** START RECORD SET **

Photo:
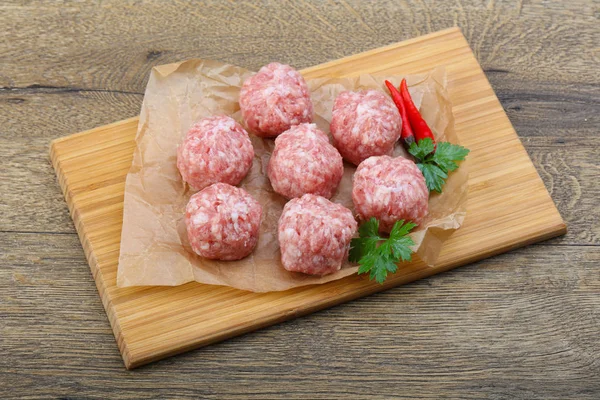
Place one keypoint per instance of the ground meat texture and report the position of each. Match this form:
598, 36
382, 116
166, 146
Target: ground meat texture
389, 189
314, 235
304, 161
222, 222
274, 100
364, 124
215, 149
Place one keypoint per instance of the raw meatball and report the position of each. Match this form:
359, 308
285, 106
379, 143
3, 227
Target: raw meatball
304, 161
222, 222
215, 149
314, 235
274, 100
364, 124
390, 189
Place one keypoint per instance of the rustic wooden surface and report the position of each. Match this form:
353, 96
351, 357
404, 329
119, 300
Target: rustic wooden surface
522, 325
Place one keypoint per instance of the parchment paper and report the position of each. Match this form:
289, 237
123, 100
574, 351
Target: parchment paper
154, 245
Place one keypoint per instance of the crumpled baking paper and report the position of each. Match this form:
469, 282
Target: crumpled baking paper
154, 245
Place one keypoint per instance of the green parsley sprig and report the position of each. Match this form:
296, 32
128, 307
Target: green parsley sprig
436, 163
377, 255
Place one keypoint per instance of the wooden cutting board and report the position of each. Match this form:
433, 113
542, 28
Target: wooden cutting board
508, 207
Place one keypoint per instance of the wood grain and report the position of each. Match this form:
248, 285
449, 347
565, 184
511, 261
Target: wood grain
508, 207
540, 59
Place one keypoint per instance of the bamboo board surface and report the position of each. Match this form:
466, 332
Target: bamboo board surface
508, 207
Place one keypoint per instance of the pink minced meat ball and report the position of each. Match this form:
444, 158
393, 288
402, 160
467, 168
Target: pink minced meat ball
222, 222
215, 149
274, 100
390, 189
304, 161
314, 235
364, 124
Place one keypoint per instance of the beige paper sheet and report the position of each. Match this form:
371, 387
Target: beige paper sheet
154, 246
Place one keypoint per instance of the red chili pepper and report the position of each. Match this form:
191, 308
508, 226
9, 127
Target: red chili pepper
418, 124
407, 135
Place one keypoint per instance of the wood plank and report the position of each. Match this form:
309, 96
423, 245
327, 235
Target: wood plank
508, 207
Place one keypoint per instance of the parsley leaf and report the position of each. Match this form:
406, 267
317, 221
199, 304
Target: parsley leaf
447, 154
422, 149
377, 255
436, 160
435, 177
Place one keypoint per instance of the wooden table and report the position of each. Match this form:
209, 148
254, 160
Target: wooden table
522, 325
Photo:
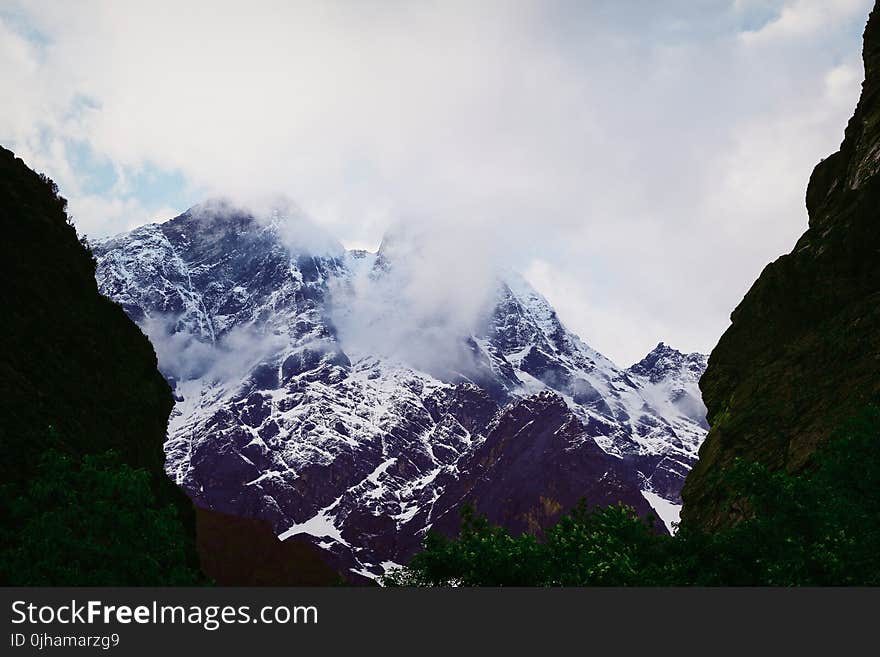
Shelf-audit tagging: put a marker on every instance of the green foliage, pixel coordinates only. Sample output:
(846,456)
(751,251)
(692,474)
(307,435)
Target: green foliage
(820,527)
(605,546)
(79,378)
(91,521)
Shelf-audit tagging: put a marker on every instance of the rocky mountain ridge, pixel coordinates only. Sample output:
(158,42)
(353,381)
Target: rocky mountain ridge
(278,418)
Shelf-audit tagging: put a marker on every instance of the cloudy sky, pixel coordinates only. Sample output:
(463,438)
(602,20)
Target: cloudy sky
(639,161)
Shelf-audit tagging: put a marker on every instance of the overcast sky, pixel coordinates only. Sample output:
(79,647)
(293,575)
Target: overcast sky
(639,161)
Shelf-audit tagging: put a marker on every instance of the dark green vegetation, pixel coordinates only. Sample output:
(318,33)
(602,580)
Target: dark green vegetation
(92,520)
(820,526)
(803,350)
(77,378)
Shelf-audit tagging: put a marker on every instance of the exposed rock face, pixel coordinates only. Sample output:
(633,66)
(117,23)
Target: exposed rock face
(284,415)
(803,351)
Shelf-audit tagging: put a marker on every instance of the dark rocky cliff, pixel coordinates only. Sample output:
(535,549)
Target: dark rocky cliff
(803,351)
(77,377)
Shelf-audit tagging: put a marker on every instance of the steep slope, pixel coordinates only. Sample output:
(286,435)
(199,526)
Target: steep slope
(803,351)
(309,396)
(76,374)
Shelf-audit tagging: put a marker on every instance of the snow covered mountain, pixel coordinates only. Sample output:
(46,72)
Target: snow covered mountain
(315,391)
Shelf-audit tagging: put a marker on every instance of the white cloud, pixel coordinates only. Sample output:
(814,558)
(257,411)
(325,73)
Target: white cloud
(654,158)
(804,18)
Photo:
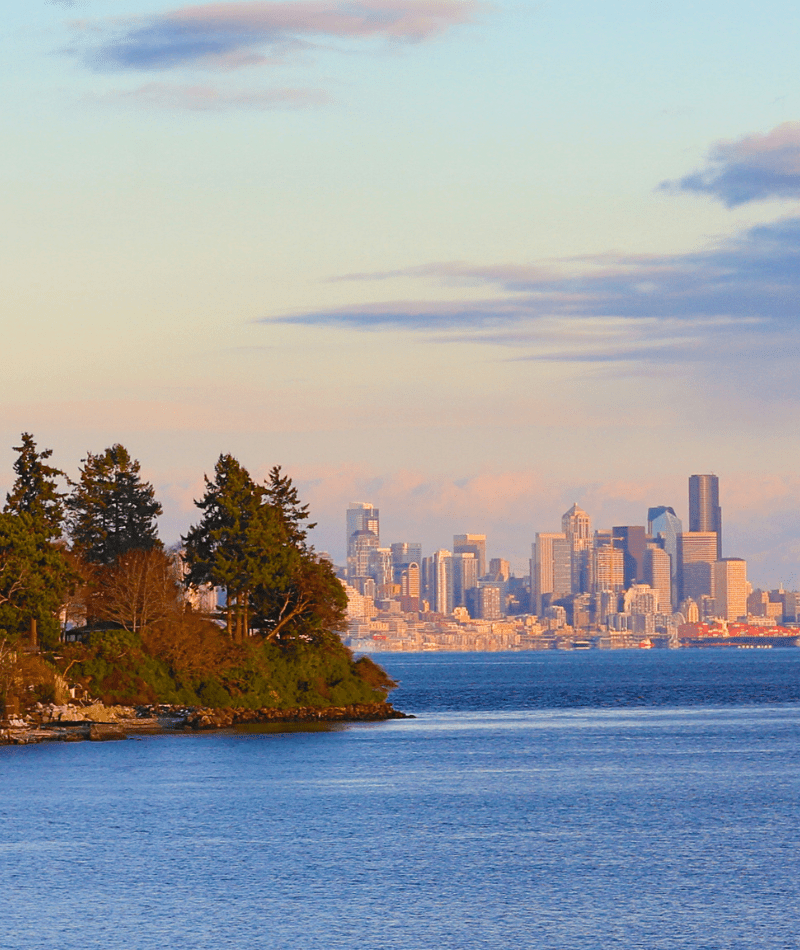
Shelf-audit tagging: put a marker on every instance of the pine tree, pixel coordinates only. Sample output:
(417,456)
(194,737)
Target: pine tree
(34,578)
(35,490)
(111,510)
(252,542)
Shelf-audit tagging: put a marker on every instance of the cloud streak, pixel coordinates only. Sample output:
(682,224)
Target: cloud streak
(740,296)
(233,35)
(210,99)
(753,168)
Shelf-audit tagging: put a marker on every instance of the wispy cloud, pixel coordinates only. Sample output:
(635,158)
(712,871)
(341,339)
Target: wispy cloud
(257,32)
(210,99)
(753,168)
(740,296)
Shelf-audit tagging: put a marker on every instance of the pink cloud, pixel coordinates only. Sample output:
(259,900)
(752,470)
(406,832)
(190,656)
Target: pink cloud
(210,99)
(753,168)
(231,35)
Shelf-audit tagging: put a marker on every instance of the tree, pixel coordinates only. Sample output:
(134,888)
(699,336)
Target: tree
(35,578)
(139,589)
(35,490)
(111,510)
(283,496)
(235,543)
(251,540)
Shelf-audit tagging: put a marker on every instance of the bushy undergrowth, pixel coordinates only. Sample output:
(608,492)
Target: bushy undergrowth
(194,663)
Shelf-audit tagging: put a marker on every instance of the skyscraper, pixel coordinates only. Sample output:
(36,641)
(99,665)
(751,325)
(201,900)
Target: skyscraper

** END RECORD SET **

_AIM:_
Return every line of the data above word for word, but leave out the pictures.

_RESULT OF THIS TASK:_
Photo:
Place one keypoint per instance of the ground meat texture and report the position of each. Match this form:
598, 36
382, 116
166, 146
Target: ground meat texture
389, 189
314, 235
304, 161
222, 222
274, 100
364, 124
215, 149
Place one keypoint per instance of the raw meatball and report the position of each. Match this form:
359, 308
285, 106
379, 143
3, 227
Target: raw meatball
304, 161
222, 222
215, 149
314, 235
274, 100
364, 124
390, 189
Place one keypoint per instance of the rustic wooden surface and report the position of each. Match this form:
353, 96
351, 357
404, 329
119, 300
Target: rustic wooden surface
522, 325
Place one keypoint per instance of the parchment paper and report the position of each. Match this form:
289, 237
123, 100
574, 351
Target: parchment paper
154, 245
Place one keypoint per instance of the crumpled baking paper and report the position of each. Match this form:
469, 282
Target: crumpled baking paper
154, 245
Place one keypoint per instance of the green parsley sprig and report the position of each. Match this form:
296, 32
128, 307
Target: green parsley sprig
436, 163
377, 255
Place one keypoint per instance of the wooden cutting board and report the position of each. Match this form:
433, 113
542, 28
Target: wooden cutting board
508, 207
Place one keypoint per instance of the wood grain and report the position of each. Match this form:
248, 285
449, 347
565, 184
511, 261
Target: wood grain
508, 207
540, 59
Place one keypoint per instance of the bamboo board surface and report the position of each. Match this form:
466, 332
Target: bamboo board surface
508, 207
Place one keypoint per instance of the pink minced meat ball and report the position of each. Match this form:
444, 158
393, 288
402, 160
467, 168
Target: pink minced meat ball
222, 222
215, 149
274, 100
390, 189
304, 161
314, 235
364, 124
Place one keypoint per instance of the beige paper sheet and report the position of each. Match this form:
371, 387
Target: beige paper sheet
154, 246
Place one keypoint per instance of the red chili pepper and report the position of each. Match this form:
191, 308
508, 226
9, 127
Target: red chili pepper
418, 124
407, 135
Place one keypoint per instance of the wood plank and report the position of each. Match this form:
309, 96
423, 245
327, 235
Target: wood plank
508, 207
Place one keypoint per instance of the parsley leaf and report the position of each. Match this form:
406, 267
317, 221
199, 304
Target: parsley leaf
447, 154
422, 149
377, 255
436, 160
435, 177
Place one keypoint per instance of the wooden table and report the position of each. Match this form:
209, 148
254, 160
Target: wooden table
522, 325
Photo:
Shelf-audit tagging: put a marker on every instance of the green foliage, pixel coordinates only. Sample output:
(846,456)
(751,251)
(692,474)
(307,435)
Target: green foliage
(820,527)
(605,546)
(79,378)
(91,521)
Shelf-audit tagging: put a marker on every instance of the rocky mountain ridge, pixel coordinates only. Sample output:
(158,42)
(353,381)
Target: rocky mountain ridge
(278,418)
Shelf-audit tagging: put a marker on every instance of the cloudy sky, pixel coordinates only. Sample output:
(463,438)
(602,20)
Target: cloudy sky
(639,161)
Shelf-audit tagging: put a marker on every instance of the overcast sky, pixel coordinates only. Sample output:
(79,647)
(293,575)
Target: overcast sky
(639,161)
Shelf-audit tagging: put a marker on every instance of the dark green vegetation, pixel coordinates only. Sample output:
(318,33)
(602,580)
Target: dark green vegetation
(92,520)
(820,526)
(803,350)
(77,378)
Shelf-audit tagging: put a marker on every instance of the exposed rock face, pixel coordinates only. Sample output:
(633,66)
(117,23)
Target: exposed rock face
(284,415)
(803,351)
Shelf-audit tagging: put a marker on every instance of the dark rocky cliff, pixel coordinates only. Sample output:
(535,549)
Target: dark rocky cliff
(803,351)
(77,377)
Shelf-audit tagging: put a marker on every instance of the steep slope, pixel coordinates only. Sample output:
(286,435)
(199,526)
Target: steep slope
(803,351)
(309,396)
(76,374)
Shelf-audit tagging: put a marker on every instance of the snow covered mountain, pixel coordinates only. Sample output:
(46,72)
Target: snow covered mountain
(315,391)
Shelf-audit tagging: put a marker on every instance of the white cloud, pixel coordinates only. Sample output:
(814,558)
(257,411)
(325,73)
Target: white cloud
(654,158)
(804,18)
Photo:
Shelf-audit tagging: put a marker on every instance of the pine tree, pixel coordinates only. Sample output:
(417,456)
(194,737)
Target: pine tree
(34,578)
(35,490)
(111,510)
(252,542)
Shelf-audit tagging: put a marker on every instance of the cloud streak, pixel coordinates only. Sample output:
(682,224)
Target: cloud streak
(740,296)
(233,35)
(210,99)
(753,168)
Shelf-audit tagging: put a marker on every instance of the wispy cloud, pixel coordinates only. Sample output:
(635,158)
(712,871)
(341,339)
Target: wispy cloud
(257,32)
(210,99)
(753,168)
(740,296)
Shelf-audit tagging: put a marker on every instance of the pink cloud, pixel coordinates only. Sample output:
(259,900)
(752,470)
(406,832)
(190,656)
Target: pink cloud
(210,99)
(753,168)
(231,35)
Shelf-audit tagging: put a marker on every instance of the tree, pixel coordinates only. Sample output:
(134,888)
(699,336)
Target: tree
(35,578)
(139,589)
(35,490)
(111,510)
(283,496)
(235,543)
(251,540)
Shelf-audit tagging: put a marker on every instance of the bushy undergrowth, pixel coordinates only. Sample output:
(608,492)
Target: bushy undergrowth
(194,663)
Shelf-audit tagging: put a marker on every instance of the skyscraper, pixel coordinates only. Sample output:
(36,641)
(99,665)
(751,325)
(201,900)
Target: skyscraper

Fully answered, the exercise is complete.